## Required action
Write out the data in full, exactly as shown.

## Records to use
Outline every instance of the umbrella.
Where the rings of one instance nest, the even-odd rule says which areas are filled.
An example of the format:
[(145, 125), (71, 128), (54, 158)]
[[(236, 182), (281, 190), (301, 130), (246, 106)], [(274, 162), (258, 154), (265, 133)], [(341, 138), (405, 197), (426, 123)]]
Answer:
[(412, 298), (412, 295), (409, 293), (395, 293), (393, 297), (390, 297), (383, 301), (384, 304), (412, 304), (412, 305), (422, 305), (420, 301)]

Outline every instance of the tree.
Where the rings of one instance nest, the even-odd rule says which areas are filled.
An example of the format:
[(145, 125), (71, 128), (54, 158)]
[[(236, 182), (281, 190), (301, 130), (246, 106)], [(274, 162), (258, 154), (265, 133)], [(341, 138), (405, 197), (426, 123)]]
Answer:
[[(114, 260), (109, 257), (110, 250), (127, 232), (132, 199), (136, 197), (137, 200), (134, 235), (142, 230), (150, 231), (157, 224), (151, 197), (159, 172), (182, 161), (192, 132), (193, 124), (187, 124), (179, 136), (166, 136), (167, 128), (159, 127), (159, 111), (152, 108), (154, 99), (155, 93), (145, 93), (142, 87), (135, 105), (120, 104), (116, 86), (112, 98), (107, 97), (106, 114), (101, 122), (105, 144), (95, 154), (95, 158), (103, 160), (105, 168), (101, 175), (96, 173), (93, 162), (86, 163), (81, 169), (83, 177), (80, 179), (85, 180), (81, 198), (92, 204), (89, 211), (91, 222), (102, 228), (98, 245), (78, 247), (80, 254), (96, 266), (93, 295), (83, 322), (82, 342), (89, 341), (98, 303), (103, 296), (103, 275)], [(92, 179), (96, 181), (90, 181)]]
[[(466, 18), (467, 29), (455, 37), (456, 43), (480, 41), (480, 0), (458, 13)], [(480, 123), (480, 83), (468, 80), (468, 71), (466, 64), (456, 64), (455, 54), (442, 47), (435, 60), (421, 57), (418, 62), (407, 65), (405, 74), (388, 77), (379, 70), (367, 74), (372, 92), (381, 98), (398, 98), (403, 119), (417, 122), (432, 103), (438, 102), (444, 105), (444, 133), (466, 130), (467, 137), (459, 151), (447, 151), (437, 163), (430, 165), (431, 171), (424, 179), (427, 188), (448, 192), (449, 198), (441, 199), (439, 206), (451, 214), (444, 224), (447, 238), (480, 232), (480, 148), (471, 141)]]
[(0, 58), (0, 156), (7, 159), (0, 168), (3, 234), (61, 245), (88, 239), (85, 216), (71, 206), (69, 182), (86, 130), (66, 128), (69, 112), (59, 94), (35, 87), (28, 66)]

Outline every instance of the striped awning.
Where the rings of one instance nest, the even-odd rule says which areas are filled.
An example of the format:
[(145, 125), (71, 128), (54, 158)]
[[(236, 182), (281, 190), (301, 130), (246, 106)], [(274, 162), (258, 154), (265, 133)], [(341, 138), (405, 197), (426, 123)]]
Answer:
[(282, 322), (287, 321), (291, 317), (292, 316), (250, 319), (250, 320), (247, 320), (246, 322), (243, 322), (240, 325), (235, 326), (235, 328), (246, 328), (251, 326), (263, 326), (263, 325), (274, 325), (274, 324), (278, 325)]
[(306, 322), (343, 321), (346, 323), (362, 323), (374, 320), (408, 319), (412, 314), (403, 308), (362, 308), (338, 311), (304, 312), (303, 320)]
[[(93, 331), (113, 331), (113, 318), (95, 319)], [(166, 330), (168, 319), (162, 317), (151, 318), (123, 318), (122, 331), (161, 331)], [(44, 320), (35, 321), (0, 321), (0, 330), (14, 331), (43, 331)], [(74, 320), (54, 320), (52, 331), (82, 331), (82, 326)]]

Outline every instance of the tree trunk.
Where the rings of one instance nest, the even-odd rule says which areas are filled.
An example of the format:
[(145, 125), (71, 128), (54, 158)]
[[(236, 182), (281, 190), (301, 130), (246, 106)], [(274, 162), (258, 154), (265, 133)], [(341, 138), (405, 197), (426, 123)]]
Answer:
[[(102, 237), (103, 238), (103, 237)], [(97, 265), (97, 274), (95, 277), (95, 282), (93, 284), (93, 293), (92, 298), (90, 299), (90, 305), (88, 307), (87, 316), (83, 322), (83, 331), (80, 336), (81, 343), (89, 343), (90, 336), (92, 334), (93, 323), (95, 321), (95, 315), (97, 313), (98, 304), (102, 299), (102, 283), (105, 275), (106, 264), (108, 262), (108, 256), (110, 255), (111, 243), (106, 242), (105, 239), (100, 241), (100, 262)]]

## Task response
Outline every instance of the umbrella.
Where the rings of one instance nest, the even-odd rule says which areas are filled.
An example of the format:
[(145, 125), (71, 128), (54, 158)]
[[(236, 182), (281, 190), (301, 130), (246, 106)], [(274, 162), (258, 154), (265, 133)], [(341, 138), (405, 197), (426, 123)]]
Answer:
[(412, 298), (412, 295), (409, 293), (395, 293), (393, 297), (390, 297), (383, 301), (384, 304), (412, 304), (412, 305), (422, 305), (420, 301)]

Outline every instance of the tree.
Where the rings of one instance nest, the even-odd rule says which areas are filled.
An example of the format:
[(145, 125), (71, 128), (54, 158)]
[[(236, 182), (281, 190), (301, 130), (246, 106)], [(274, 162), (258, 154), (265, 133)], [(341, 138), (405, 197), (426, 123)]]
Answer:
[[(114, 260), (109, 257), (110, 250), (127, 232), (132, 199), (136, 197), (137, 200), (134, 235), (142, 230), (150, 231), (157, 224), (151, 197), (159, 172), (182, 161), (192, 132), (193, 124), (187, 124), (179, 136), (166, 136), (167, 128), (159, 127), (159, 111), (152, 108), (154, 99), (155, 93), (145, 93), (142, 87), (135, 105), (120, 104), (116, 86), (112, 98), (107, 97), (106, 114), (101, 122), (105, 144), (95, 154), (95, 158), (103, 160), (105, 168), (101, 175), (96, 173), (93, 162), (86, 163), (81, 169), (83, 177), (80, 179), (85, 180), (81, 198), (92, 204), (89, 211), (91, 222), (102, 228), (98, 245), (78, 247), (80, 254), (96, 266), (93, 295), (83, 322), (82, 342), (89, 341), (98, 303), (103, 296), (103, 275)], [(92, 179), (96, 181), (90, 181)]]
[[(466, 18), (467, 29), (455, 37), (456, 43), (480, 41), (480, 0), (458, 13)], [(480, 123), (480, 83), (468, 80), (468, 71), (466, 64), (456, 64), (455, 54), (442, 47), (435, 60), (421, 57), (418, 62), (407, 65), (405, 74), (388, 77), (379, 70), (367, 74), (372, 92), (381, 98), (398, 98), (403, 119), (417, 122), (432, 103), (438, 102), (444, 105), (444, 133), (466, 130), (467, 137), (459, 151), (447, 151), (437, 163), (430, 165), (431, 171), (424, 179), (427, 188), (448, 192), (449, 198), (441, 199), (439, 206), (451, 214), (444, 224), (447, 238), (480, 232), (480, 148), (471, 141)]]
[(0, 58), (0, 156), (7, 159), (0, 168), (3, 234), (61, 245), (88, 239), (85, 216), (71, 206), (69, 182), (86, 130), (66, 128), (69, 112), (59, 94), (35, 87), (28, 66)]

Outline every instance of the striped awning.
Where the rings of one instance nest, the even-odd rule says which areas are filled.
An example of the format:
[(145, 125), (71, 128), (54, 158)]
[[(236, 182), (281, 190), (301, 130), (246, 106)], [(274, 162), (258, 154), (265, 133)], [(341, 138), (405, 197), (426, 123)]]
Answer:
[(282, 322), (287, 321), (291, 317), (292, 316), (250, 319), (250, 320), (247, 320), (246, 322), (243, 322), (240, 325), (235, 326), (235, 328), (246, 328), (251, 326), (263, 326), (263, 325), (274, 325), (274, 324), (278, 325)]
[(306, 322), (343, 321), (346, 323), (362, 323), (374, 320), (408, 319), (412, 314), (403, 308), (362, 308), (338, 311), (304, 312), (303, 320)]
[[(93, 331), (113, 331), (113, 318), (95, 319)], [(166, 330), (168, 319), (162, 317), (151, 318), (123, 318), (122, 331), (161, 331)], [(44, 320), (35, 321), (0, 321), (0, 330), (14, 331), (43, 331)], [(74, 320), (54, 320), (52, 331), (82, 331), (82, 326)]]

Outline every instance of the tree trunk.
Where the rings of one instance nest, the even-odd rule says which areas are filled.
An example of the format:
[(145, 125), (71, 128), (54, 158)]
[[(236, 182), (281, 190), (301, 130), (246, 106)], [(274, 162), (258, 154), (265, 133)], [(341, 138), (405, 197), (426, 123)]]
Answer:
[[(102, 237), (103, 238), (103, 237)], [(97, 265), (97, 274), (95, 277), (95, 282), (93, 284), (93, 293), (92, 298), (90, 299), (90, 305), (88, 307), (87, 316), (83, 322), (83, 331), (80, 336), (81, 343), (89, 343), (90, 336), (92, 334), (93, 323), (95, 321), (95, 315), (97, 313), (98, 304), (102, 299), (102, 283), (105, 275), (106, 264), (108, 262), (108, 256), (110, 255), (111, 243), (106, 242), (105, 239), (100, 241), (100, 262)]]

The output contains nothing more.